Each entry needs to be given again, character for character.

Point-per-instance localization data
##############################

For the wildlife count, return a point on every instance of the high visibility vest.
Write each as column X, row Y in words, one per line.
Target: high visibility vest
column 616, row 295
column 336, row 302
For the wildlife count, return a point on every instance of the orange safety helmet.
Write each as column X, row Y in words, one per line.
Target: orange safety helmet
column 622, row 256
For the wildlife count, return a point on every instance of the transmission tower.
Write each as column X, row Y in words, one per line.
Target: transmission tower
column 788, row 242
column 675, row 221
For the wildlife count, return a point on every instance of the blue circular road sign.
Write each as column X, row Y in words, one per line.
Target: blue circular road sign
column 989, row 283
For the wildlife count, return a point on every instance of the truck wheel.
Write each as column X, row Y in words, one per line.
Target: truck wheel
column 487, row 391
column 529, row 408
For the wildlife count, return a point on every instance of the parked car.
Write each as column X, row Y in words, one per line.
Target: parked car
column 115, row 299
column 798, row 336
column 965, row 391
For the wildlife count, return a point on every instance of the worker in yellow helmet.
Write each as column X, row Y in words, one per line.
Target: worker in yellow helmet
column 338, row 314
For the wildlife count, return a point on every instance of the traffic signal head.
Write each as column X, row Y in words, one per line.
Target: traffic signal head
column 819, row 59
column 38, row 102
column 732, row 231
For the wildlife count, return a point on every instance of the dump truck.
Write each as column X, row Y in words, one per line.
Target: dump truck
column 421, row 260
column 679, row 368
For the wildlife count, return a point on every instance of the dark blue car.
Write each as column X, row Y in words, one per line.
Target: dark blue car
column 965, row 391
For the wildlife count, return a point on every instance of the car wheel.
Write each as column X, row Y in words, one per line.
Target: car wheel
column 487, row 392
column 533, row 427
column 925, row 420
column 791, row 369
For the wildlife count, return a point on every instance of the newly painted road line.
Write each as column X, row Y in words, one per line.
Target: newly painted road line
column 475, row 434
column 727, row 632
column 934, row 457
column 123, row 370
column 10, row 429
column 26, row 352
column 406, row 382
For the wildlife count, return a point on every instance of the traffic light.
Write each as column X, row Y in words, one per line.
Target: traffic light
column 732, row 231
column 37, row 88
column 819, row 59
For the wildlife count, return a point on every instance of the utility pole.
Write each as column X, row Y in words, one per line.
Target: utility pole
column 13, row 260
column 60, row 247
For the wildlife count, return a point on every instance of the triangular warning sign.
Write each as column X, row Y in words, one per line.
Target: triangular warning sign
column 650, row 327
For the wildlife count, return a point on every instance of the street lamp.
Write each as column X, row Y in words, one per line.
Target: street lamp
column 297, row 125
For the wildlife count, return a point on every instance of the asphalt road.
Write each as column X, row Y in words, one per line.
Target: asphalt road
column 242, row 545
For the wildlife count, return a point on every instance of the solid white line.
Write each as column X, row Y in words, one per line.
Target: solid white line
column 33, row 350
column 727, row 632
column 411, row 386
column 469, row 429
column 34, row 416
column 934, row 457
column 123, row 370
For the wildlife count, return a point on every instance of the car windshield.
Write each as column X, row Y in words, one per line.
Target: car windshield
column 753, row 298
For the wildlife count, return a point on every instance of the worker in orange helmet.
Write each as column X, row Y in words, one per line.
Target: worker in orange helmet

##############################

§ **Response area**
For the wildlife count, return a point on every instance of the high visibility vest.
Write each as column X, row Y in words, one per line.
Target: high visibility vest
column 616, row 295
column 336, row 302
For the wildlife count, return a point on every instance of the orange safety helmet.
Write each as column X, row Y in words, one per line.
Target: orange safety helmet
column 622, row 256
For the wildlife count, return a point on every instance of the transmission tower.
Write each as column X, row Y in words, one per line.
Target: transmission tower
column 788, row 242
column 675, row 221
For the wildlife count, return a point on every instance of the blue circular road sign.
Write each as column X, row Y in words, one per line.
Target: blue circular road sign
column 989, row 283
For the wildlife count, return a point on every instance of the truck wheel.
Write each as column X, row Y in words, one per line.
Target: truck wheel
column 487, row 391
column 529, row 408
For the wildlife count, return a point on every instance of the parked car.
Write each as column X, row Y in words, one per line.
Target: parked car
column 115, row 299
column 798, row 336
column 965, row 391
For the wildlife count, return a point on every instance of the worker in yellow helmet.
Write each as column X, row Y in words, one per line.
Target: worker in yellow helmet
column 338, row 314
For the wildlife count, return a point on every instance of the traffic signal head.
Write each as column X, row Y in words, one per line.
Target: traffic signal head
column 819, row 59
column 38, row 102
column 732, row 231
For the wildlife count, return a point on every instance of the dump truck.
Write each as column X, row Y in words, one per line.
Target: dump truck
column 421, row 260
column 679, row 368
For the wildlife count, return a point on every instance of the dark blue car.
Write each as column X, row Y in words, one per line.
Target: dark blue car
column 965, row 391
For the wildlife count, return a point on every instance of the car wheel.
Write each as column X, row Y in words, one per line.
Target: car wheel
column 487, row 392
column 533, row 427
column 925, row 420
column 791, row 369
For the wildlife count, return a point on every instance of the newly painted road line.
Write each as column X, row Y in words, one per line.
Target: newly painted road line
column 475, row 434
column 727, row 632
column 934, row 457
column 123, row 370
column 10, row 429
column 26, row 352
column 406, row 382
For the wildlife count, return a point on every instance of the traffic light.
Write each as column X, row Y in words, one per line.
Target: traffic light
column 732, row 231
column 37, row 88
column 819, row 59
For the wildlife count, return a point on every instance of the utility pole.
Write each as column X, row Y in words, one per line.
Target: utility pole
column 13, row 260
column 60, row 247
For the wildlife count, return a point on every instance of the triangular warning sign.
Write each as column X, row Y in words, one per line.
Target: triangular warning sign
column 650, row 327
For the wildlife count, return a point on every instance of the street lamp.
Write each as column X, row Y in words, one per line.
Target: street lamp
column 297, row 125
For the wildlife count, return a point on every instance of the asphalt road.
Write each as column X, row Y in words, one per line.
Target: asphalt road
column 242, row 545
For the wildlife count, return a point on every instance of the solid white line.
Write each as column X, row Y in words, one per line.
Target: solid white line
column 33, row 350
column 727, row 632
column 411, row 386
column 469, row 429
column 34, row 416
column 934, row 457
column 123, row 370
For the wildlife count, return a point on every instance of the car windshield.
Write each as column X, row Y in words, one per line.
Target: car windshield
column 753, row 298
For the wildlife count, return a point on every instance of the worker in orange helmet.
Write each as column X, row Y in words, one per line.
Target: worker in orange helmet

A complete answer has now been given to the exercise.